SELECTED TEXT
----------------
The Treasury review has rightly observed that, until they receive an amended assessment, taxpayers are not in a position to respond to this incentive to settle. As such, applying the GIC to reassessments in this way is inequitable. The effects of applying the GIC at a higher rate can be very punitive. The Treasury review notes that over a six-year period the GIC can, at current interest rates, more than double a tax debt. This can result in crushing liabilities from which affected taxpayers can find it difficult to recover. Many of the submissions received by the committee confirm that this is the case. The Treasury review rejects the use of the GIC as a penalty. As the review rightly observes furthermore, the perception that taxpayers are being penalised twice for the same offence, or being penalised where it was decided that no culpability penalty should apply, is undesirable.

In introducing the SIC the government clearly recognises that in many circumstances the GIC is both inequitable and applied inappropriately. Yet, instead of the government taking steps immediately to address the shortcomings that have been identified, the SIC will apply only to the 2004-05 income year and future years. This means that back assessments which can still be conducted for ordinary taxpayers, as distinct from those who are reassessed under part 4A, can still be subject to the GIC for up to four years. Further, the ATO will have to administer two systems in parallel for up to six years—the period it will take for the changes proposed to be fully implemented. Labor senators therefore consider that the SIC should apply to back assessments made from the date of royal assent to the bills and recommend that the bills be amended accordingly.

We will be moving some amendments in the committee stage to deal with some of the issues that I have outlined. One amendment that I will be moving will not be genuinely retrospective but will try to make it possible for those audited on recent returns to enjoy the benefits of the new regime. We would argue that amendments to give effect to some level of benefit for those who have been audited would reflect some of the comments that Senator Murray made on behalf of the Democrats in the committee process. Labor senators recognise that some people who have already been assessed and who have paid or are in the process of paying their tax debts under settlement arrangements may feel unjustly treated as they do now. It is administratively impractical to reopen such cases. However, and this will be reflected in later consideration, Labor senators will at least ensure that all assessments after the bills receive assent will benefit from the introduction of the SIC.
----------------
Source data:
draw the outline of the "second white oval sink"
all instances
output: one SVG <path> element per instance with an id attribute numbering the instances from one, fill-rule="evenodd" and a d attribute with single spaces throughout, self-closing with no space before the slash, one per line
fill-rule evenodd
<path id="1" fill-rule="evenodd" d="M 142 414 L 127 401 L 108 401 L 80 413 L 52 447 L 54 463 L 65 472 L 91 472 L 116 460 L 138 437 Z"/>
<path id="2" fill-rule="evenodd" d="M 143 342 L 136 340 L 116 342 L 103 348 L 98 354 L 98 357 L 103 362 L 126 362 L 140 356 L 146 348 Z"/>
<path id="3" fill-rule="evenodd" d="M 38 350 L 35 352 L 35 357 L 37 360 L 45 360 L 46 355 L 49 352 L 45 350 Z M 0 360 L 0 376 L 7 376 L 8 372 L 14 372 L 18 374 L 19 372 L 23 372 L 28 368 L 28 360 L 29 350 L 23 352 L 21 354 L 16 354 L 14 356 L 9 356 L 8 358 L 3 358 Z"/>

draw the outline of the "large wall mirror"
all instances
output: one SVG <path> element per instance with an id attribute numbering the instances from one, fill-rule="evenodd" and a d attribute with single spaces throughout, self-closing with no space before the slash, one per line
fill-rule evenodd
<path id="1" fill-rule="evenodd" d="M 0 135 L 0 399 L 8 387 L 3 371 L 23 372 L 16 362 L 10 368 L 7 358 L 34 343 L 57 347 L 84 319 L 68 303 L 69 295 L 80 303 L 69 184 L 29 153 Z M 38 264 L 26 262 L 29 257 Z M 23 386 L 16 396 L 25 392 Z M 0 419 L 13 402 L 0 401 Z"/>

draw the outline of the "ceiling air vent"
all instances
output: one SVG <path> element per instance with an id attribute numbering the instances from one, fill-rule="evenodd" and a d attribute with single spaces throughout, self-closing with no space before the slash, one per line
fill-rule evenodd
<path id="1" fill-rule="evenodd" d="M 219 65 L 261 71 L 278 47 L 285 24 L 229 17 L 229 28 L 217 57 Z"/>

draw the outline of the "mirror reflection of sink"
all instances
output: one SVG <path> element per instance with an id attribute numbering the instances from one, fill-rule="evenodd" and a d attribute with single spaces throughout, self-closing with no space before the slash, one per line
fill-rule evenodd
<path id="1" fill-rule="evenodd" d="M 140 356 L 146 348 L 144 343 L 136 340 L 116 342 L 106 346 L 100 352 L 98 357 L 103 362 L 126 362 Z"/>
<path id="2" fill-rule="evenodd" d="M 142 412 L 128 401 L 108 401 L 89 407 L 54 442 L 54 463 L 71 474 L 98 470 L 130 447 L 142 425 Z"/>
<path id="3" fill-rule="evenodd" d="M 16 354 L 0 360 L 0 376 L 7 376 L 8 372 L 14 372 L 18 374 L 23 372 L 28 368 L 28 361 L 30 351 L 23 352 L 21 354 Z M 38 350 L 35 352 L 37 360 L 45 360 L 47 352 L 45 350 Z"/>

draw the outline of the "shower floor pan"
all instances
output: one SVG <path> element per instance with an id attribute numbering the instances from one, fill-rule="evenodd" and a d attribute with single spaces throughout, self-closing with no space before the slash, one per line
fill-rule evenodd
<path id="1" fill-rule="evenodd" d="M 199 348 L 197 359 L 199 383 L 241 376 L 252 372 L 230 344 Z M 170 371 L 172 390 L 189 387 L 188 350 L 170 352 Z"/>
----------------
STATED PROBLEM 1
List every capitalized abbreviation used in the passage on tax interest charges.
STATED PROBLEM 2
Resume the passage on tax interest charges from the point where it stops.
The records were taken from a different source than the text.

RESPONSE 1
GIC, SIC, ATO

RESPONSE 2
Labor senators were also concerned about the apparent conflict between evidence received from the ATO and Treasury and from the many persons and organisations that made submissions. The ATO evidence appeared to indicate that the mass marketed schemes issue had been settled and that all participants were offered favourable terms. This may be the case for many of the agricultural and franchise scheme participants, but it is of concern that there may be substantial numbers of other people who found themselves entrapped by bad advice in schemes such as EBAs and retirement home schemes who have not been offered realistic settlement terms. Many of these people have been ruined financially as a result, and there was substantial comment at the latest estimates in the questioning of the ATO again on this issue. It has been a running issue with the Taxation Office over many years.

Labor senators urge the ATO when making future settlement offers to be mindful of the policy intent in introducing the SIC and to ensure that the GIC is not applied as a quasi penalty in such cases. Labor senators, in their observations, concluded that changes should have been introduced earlier in order to minimise the concerns and the various ongoing problems. I think some 40,000 taxpayers would not have been suffering under the burden of crippling tax debts or penalties that have applied in many cases.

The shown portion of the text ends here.